The task calls for every line of the data to be repeated exactly.
(The records begins)
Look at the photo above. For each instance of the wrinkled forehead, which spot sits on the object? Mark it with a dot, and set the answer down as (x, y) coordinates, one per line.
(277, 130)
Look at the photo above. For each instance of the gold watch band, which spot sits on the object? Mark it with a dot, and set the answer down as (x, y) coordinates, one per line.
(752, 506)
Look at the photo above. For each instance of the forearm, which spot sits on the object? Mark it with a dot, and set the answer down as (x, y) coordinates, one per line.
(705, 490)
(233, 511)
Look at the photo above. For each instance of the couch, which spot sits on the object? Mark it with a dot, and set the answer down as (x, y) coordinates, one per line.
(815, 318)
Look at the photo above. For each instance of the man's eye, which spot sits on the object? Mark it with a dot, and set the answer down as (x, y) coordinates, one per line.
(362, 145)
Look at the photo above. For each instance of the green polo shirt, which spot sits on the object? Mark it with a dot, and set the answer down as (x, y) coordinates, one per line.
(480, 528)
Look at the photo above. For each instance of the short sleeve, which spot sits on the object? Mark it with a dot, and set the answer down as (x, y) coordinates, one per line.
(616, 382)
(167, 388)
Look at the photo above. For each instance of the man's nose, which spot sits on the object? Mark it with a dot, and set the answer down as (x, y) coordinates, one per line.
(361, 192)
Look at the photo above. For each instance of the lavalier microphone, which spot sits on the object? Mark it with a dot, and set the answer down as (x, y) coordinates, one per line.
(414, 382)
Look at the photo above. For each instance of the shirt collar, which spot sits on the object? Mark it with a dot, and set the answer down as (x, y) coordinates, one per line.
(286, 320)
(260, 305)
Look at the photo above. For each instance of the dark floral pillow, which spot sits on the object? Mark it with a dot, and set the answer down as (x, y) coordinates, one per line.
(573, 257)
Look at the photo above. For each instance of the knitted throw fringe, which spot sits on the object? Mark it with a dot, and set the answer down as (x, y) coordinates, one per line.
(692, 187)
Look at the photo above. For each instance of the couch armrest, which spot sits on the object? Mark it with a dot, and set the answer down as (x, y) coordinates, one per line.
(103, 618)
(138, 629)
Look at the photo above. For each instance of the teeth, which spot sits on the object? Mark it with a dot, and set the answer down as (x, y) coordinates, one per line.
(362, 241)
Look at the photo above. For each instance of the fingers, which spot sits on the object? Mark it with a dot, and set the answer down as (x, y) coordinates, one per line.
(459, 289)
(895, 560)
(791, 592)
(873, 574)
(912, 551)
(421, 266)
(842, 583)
(The records ends)
Written answer:
Look at the photo above. For each instance of the wrinkled forehead, which spot sits on the object? Mark it with a dot, and set the answer down as (x, y) coordinates, one per line.
(277, 130)
Look at the photo above. For each instance of the gold watch band, which spot sits on the object? Mark it with a dot, and set the answer down as (x, y) coordinates, one per line.
(752, 506)
Look at the photo above. For each instance of the forearm, which spot sits on the object? Mark it with a dot, and set the answer down as (x, y) coordinates, one per line.
(705, 490)
(233, 511)
Look at the photo above. For each instance of the couch, which spot sits on the object? Mark it with a dot, and set the answer down as (x, y) coordinates, one per line.
(815, 318)
Look at the photo above. For each instance of the man's eye, which spot sits on the object? Mark it with a dot, and set the answer down as (x, y) coordinates, one per line.
(362, 145)
Look at the photo above. For each instance of the green polo shirt, which spot sits on the object? Mark it with a dot, and set the answer down as (x, y) coordinates, one per line.
(480, 528)
Look at the photo above. For each instance of the short sleeve, which spot sits on the object? Mark it with a dot, and set the answer down as (x, y) coordinates, one per line.
(616, 382)
(167, 388)
Look at the photo above. For each instance of the man's nose, which spot sits on the object? Mark it with a dot, and set the answer down as (x, y) coordinates, one per line.
(361, 192)
Look at the photo above. For each instance of the lavalier microphone, which spot sits on the object? Mark it with a dot, and set the answer down as (x, y) coordinates, one per line.
(414, 382)
Look at the photo above. For each instance of the shirt collar, which spot sits on the object? Mark it with a dot, and set the answer down as (x, y) coordinates, one per line.
(286, 320)
(260, 305)
Look at the photo above. For each instance of the dark floral pillow, which spot sits on the object? Mark it with a dot, and set the answer down as (x, y) coordinates, one per line.
(573, 257)
Look at the photo above. For each instance of the knitted throw fringe, which spot sits on the object? Mark it with a dot, and set the answer down as (x, y) coordinates, one per line.
(692, 187)
Look at the photo above. For each instance of the couch armrest, which spot sits on the object? Mark it with a dot, and set the answer down as (x, y) coordinates, one per line.
(103, 618)
(138, 629)
Look at the photo above. For each instance of the teeth, which spot sits on the object? Mark it with a dot, and set the answer down as (x, y) coordinates, one per line.
(362, 241)
Look at the photo above. For each instance of the fingers, which spot sits on the object? Mark it with a dot, and set the answer down as (x, y) coordinates, one per line.
(459, 289)
(895, 560)
(791, 592)
(873, 574)
(912, 551)
(421, 266)
(842, 583)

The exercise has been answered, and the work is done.